• [EXCERPTED DATA]
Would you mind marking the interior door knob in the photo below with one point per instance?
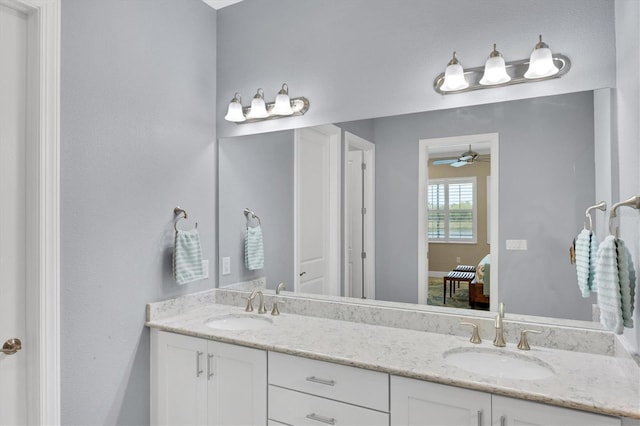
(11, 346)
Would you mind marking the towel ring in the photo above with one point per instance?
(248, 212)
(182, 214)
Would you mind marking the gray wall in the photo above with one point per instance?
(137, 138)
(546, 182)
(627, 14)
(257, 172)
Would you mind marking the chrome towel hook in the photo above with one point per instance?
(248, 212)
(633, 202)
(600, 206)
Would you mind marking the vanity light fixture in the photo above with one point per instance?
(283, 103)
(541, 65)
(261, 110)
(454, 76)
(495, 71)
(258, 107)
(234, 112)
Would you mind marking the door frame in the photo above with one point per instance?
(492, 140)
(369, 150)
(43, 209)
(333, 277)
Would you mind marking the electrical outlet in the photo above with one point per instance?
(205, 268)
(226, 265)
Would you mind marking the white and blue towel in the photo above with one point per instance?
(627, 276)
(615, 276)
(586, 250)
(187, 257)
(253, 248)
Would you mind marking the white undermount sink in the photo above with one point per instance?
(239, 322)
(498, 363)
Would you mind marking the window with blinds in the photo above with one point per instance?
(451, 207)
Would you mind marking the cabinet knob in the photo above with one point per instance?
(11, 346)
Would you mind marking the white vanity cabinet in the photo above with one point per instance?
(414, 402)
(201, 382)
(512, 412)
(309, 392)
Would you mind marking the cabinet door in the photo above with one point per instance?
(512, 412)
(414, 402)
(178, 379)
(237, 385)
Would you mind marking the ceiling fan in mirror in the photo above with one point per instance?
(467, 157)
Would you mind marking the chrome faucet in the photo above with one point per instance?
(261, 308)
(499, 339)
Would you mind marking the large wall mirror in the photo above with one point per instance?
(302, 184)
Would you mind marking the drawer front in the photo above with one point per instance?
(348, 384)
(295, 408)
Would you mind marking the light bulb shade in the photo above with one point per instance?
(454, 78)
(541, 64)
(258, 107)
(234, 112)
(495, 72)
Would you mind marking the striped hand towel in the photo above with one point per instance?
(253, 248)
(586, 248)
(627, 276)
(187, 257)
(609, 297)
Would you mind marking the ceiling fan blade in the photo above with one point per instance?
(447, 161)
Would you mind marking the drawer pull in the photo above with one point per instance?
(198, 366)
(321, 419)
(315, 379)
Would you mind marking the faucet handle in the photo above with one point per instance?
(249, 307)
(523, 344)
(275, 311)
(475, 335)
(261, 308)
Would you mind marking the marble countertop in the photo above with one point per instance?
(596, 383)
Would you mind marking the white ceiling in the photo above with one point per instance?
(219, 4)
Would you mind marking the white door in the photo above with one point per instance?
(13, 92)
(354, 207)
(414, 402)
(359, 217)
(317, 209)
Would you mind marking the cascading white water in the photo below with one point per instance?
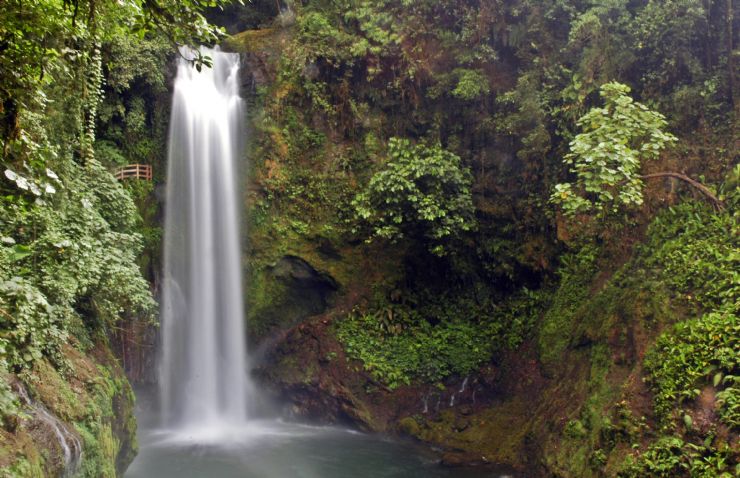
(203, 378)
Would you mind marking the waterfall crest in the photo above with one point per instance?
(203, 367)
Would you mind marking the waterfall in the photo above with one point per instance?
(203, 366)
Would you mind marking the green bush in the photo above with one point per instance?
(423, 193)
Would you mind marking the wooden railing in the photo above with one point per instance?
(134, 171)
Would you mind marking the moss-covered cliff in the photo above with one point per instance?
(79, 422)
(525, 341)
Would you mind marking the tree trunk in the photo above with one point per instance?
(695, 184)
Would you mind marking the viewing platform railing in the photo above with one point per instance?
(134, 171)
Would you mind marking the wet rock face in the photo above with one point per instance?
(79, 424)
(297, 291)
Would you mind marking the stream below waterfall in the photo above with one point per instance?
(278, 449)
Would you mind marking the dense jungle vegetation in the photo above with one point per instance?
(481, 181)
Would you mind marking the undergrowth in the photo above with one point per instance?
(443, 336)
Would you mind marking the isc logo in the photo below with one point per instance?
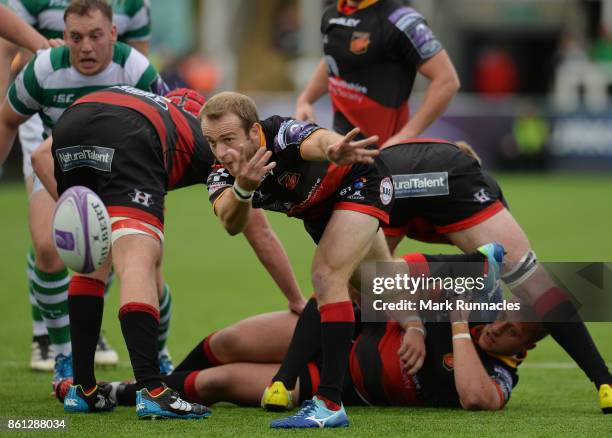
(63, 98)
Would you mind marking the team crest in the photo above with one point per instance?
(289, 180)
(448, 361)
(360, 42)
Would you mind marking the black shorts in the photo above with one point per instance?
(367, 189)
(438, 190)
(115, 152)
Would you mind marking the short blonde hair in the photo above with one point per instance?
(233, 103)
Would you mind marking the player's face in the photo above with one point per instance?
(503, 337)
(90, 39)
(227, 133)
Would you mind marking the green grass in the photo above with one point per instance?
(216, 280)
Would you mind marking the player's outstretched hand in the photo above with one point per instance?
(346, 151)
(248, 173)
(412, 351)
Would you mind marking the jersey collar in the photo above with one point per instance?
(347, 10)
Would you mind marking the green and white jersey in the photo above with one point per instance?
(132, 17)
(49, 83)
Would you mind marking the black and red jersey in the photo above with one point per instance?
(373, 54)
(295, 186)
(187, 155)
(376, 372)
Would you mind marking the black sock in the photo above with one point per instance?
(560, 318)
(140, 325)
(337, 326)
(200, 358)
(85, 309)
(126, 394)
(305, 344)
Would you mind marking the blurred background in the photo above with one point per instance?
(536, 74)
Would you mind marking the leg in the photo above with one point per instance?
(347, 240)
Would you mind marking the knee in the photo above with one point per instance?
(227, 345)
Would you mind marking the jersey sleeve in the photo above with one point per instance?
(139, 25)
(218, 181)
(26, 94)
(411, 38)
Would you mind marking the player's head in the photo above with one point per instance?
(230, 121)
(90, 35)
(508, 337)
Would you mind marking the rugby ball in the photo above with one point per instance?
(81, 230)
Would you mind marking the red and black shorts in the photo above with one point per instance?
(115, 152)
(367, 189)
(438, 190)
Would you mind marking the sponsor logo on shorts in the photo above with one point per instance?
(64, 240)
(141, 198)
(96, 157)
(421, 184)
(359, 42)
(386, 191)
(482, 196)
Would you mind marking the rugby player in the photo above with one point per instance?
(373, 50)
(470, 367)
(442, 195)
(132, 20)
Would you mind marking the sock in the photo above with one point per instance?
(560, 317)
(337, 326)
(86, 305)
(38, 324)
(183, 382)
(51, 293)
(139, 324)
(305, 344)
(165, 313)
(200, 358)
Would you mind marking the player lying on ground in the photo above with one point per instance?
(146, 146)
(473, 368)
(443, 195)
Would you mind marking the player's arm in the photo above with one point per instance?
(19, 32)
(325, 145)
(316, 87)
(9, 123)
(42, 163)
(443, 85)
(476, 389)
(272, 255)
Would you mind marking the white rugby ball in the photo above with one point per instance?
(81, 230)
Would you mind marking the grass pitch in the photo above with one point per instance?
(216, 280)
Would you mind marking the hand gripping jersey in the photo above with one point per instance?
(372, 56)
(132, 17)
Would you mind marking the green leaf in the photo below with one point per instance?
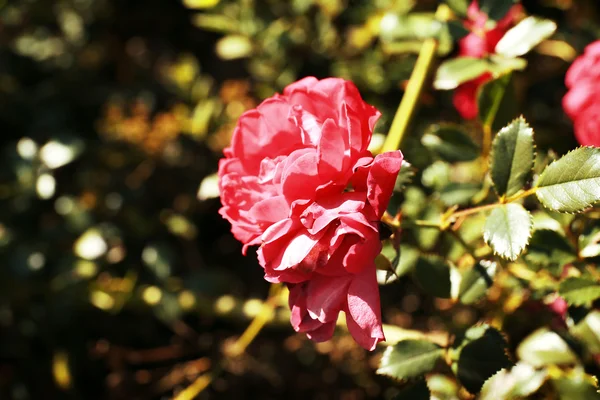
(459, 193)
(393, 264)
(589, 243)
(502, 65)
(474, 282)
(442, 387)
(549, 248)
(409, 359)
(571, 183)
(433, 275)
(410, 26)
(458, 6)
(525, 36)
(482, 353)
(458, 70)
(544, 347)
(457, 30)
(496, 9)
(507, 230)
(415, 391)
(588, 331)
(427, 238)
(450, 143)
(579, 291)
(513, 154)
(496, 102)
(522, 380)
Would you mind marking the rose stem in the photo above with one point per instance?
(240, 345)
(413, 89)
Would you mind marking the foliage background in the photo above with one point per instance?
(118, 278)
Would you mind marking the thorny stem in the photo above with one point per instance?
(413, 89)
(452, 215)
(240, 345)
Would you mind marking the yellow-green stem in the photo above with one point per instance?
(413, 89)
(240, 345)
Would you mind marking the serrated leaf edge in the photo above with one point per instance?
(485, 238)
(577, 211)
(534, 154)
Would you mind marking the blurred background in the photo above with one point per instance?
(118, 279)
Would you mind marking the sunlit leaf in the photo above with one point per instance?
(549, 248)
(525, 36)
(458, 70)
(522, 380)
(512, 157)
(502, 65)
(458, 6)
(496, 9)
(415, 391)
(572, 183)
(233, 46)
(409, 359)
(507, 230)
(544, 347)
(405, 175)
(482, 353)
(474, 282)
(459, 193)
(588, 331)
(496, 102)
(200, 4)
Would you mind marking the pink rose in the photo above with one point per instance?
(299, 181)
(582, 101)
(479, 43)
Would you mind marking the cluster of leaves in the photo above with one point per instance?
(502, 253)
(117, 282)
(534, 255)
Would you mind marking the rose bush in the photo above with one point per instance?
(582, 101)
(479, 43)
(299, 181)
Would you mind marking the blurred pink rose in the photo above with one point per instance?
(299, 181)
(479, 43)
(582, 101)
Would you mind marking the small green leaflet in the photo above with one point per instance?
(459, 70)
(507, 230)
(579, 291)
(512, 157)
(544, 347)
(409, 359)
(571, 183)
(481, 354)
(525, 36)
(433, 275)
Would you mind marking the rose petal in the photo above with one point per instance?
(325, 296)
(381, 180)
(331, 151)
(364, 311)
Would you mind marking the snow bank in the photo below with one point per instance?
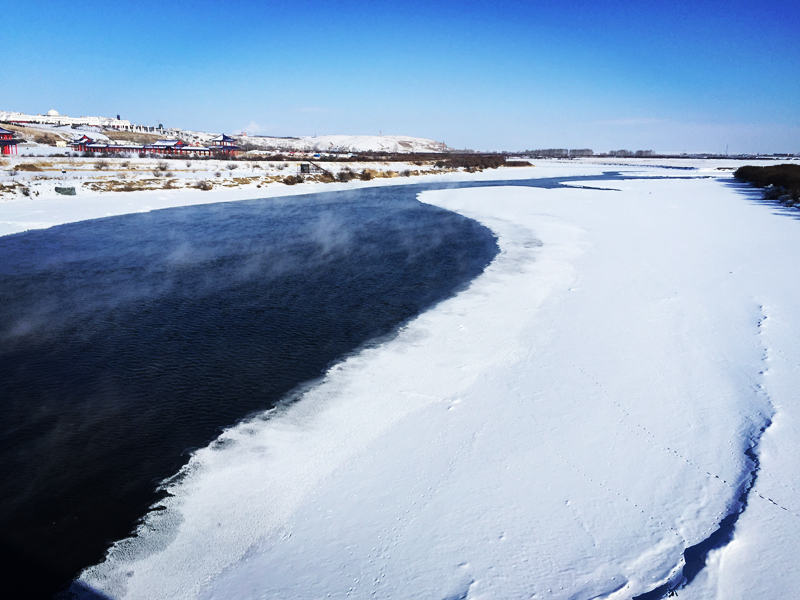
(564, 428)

• [TASK INSTRUCTIONS] Copy exactly the lines from the line containing "Would you mind marking the snow" through the last line of the records, both included, and omit every picture.

• [SOLUTION FOR THIS TASK]
Would you mind marking the snow bank in the photo below with one point per instance?
(564, 428)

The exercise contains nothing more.